▸ To be done: Reproduce verbatim every line of the data below, from the line containing "Note: for this drill we locate the pointed" down through the final line of the data, including both ends.

▸ Source records:
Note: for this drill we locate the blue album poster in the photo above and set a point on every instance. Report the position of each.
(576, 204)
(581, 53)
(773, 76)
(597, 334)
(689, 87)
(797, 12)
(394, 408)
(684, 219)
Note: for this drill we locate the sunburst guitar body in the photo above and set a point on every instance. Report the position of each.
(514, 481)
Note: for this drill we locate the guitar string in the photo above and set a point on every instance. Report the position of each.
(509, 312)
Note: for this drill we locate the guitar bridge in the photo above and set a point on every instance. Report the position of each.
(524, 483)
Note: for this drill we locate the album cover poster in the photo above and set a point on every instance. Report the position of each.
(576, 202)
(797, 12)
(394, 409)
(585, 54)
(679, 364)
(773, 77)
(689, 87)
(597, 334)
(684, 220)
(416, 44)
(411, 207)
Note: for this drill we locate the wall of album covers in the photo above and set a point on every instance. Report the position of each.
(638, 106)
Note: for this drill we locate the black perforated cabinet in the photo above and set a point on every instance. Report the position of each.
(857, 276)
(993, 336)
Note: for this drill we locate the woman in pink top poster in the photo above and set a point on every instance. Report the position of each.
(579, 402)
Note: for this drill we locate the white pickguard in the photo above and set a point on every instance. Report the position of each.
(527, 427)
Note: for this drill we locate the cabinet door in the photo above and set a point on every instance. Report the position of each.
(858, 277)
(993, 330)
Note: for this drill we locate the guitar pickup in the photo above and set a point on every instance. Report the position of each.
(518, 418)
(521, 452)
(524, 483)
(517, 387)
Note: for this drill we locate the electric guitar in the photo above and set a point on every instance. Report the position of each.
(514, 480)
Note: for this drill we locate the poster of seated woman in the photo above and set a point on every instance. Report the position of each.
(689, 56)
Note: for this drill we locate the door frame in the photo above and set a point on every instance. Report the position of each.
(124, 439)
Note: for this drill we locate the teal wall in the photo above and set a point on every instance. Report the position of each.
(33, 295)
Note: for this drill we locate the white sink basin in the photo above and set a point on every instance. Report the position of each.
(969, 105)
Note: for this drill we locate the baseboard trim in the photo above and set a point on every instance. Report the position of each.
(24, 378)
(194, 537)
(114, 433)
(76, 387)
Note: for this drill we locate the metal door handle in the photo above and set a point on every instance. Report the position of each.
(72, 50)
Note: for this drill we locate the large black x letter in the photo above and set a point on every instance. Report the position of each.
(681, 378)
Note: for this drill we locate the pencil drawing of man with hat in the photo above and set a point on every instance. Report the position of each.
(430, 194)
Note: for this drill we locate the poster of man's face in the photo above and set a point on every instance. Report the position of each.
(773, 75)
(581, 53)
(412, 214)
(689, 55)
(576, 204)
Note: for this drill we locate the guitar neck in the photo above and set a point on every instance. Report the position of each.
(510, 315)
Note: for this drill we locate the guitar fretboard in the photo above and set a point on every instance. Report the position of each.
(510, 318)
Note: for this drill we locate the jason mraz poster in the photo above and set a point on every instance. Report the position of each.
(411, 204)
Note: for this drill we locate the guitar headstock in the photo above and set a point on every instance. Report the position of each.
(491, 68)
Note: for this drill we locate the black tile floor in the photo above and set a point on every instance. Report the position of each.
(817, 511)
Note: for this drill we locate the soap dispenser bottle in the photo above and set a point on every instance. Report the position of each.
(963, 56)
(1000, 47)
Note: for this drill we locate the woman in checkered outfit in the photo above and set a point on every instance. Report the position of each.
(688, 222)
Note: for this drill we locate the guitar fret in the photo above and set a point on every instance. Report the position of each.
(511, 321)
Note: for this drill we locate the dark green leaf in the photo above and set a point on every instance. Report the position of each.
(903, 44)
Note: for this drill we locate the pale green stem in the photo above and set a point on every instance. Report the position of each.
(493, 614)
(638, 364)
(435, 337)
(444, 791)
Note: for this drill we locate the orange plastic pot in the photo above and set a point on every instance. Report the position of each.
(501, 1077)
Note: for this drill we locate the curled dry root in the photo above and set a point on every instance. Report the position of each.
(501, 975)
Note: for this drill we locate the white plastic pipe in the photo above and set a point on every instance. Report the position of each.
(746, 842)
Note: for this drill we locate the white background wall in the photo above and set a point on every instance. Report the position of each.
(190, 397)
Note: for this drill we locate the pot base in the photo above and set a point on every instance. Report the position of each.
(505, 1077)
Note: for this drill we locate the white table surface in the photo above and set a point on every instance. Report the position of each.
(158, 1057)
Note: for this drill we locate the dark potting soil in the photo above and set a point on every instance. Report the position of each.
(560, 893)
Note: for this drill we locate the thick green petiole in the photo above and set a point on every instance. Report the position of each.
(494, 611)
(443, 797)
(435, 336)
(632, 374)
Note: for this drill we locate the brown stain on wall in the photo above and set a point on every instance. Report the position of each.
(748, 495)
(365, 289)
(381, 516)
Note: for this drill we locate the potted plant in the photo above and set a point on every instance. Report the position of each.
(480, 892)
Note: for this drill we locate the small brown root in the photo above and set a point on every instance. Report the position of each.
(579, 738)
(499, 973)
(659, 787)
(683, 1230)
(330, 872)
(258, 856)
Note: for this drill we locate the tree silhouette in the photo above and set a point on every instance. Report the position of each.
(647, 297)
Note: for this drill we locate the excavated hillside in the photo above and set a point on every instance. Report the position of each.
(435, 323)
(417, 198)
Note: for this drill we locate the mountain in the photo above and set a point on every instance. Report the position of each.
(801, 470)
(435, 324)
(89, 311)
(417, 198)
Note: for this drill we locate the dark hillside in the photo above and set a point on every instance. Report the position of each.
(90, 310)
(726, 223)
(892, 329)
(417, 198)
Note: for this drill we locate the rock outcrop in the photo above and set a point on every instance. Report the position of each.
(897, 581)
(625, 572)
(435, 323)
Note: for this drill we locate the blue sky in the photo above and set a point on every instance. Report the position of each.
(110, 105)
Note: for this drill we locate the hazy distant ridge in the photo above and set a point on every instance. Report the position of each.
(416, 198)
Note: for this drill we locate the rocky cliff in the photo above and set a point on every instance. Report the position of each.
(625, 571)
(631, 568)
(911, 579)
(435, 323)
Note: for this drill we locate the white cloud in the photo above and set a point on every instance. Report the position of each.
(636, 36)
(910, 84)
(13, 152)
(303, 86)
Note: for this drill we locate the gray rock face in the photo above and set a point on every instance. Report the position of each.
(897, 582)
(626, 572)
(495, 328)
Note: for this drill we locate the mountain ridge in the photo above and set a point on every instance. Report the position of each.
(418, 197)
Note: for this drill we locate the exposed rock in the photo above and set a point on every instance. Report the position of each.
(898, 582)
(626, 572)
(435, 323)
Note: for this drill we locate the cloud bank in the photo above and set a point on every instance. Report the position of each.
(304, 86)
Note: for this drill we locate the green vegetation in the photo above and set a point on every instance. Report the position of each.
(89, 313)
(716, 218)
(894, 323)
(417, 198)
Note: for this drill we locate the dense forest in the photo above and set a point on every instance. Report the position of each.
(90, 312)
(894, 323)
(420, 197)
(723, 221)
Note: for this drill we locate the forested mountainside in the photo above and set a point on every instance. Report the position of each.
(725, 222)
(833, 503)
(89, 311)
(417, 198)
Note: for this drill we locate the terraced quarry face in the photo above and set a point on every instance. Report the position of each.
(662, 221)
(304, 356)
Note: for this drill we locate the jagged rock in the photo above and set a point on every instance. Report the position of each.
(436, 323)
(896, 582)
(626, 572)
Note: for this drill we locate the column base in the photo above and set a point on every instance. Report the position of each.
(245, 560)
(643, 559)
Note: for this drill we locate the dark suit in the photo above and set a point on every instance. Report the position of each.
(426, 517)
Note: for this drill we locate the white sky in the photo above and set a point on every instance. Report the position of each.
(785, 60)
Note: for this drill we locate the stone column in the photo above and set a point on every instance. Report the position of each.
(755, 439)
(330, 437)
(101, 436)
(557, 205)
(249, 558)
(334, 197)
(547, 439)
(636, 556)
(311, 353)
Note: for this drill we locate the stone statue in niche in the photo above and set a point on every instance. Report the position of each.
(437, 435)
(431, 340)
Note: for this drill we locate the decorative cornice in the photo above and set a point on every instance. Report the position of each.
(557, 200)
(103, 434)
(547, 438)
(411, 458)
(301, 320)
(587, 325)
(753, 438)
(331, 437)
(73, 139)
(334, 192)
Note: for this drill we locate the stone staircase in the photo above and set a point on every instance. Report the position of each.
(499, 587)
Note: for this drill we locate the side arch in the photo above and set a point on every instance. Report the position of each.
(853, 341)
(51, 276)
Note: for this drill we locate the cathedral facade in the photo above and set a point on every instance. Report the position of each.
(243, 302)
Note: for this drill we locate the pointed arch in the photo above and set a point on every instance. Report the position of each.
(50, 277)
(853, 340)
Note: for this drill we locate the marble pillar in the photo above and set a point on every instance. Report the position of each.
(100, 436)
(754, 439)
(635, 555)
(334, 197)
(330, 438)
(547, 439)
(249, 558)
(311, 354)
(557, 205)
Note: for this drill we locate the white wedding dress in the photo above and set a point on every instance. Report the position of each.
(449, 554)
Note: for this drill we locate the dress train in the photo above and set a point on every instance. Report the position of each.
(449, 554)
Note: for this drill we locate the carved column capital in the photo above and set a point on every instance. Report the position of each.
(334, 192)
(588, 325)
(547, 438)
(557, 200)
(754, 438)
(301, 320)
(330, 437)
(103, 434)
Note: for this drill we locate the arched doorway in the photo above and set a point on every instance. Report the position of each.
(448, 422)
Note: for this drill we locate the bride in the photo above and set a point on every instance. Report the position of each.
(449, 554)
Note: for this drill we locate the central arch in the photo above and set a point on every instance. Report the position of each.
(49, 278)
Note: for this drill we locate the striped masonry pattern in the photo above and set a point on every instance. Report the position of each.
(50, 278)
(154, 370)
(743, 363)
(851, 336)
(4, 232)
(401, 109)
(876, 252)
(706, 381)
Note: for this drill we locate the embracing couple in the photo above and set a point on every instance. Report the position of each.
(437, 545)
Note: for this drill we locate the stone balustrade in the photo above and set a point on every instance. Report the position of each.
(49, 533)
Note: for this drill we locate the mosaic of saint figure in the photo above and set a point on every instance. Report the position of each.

▸ Correct result:
Note: for this drill we locate the pointed arch in the photo above and set a point on every instance. Report the position of each.
(50, 277)
(853, 340)
Note: for this drill we locate the marble pillar in the photo above and set a point on every instance. Report the position of each.
(100, 436)
(754, 439)
(635, 555)
(334, 197)
(330, 438)
(547, 439)
(249, 558)
(311, 354)
(557, 205)
Note: for this drill we locate the white wedding dress in the photo above and set a point on every instance. Report the position of each.
(449, 554)
Note: for this drill we locate the dress train in the photo above and set a point on every instance. Report the position of each.
(449, 554)
Note: for this drill we locate the carved column capital in the photo above and set a point on every instance. Report the position of each.
(334, 192)
(588, 325)
(547, 438)
(557, 200)
(754, 438)
(301, 320)
(330, 437)
(103, 434)
Note: for this drill we locate the arched doorway in the photo above and set a point on every instance. Report the position of each.
(448, 422)
Note: for this drill we locate the bride in the photo above and set a point on every instance. Report the position of each.
(449, 554)
Note: for this drill we locate the central arch in the photo above and set a point on every instance. Report the position of each.
(49, 278)
Note: for this drill we locate the striped masonry pattern in the photo above and set a point on every instance. Report the position of each.
(50, 278)
(154, 370)
(743, 363)
(851, 336)
(4, 232)
(401, 109)
(876, 252)
(706, 381)
Note: for this drill we locate the embracing couple in the photo above and set a point on every instance. Report the position of each.
(437, 545)
Note: for this drill we locate the stone balustrade in the photo above and set a point on every instance. Report the position of each.
(49, 533)
Note: for this drill we locate the mosaic of saint figure in the photo above and set a point on every instance. Report the position of each.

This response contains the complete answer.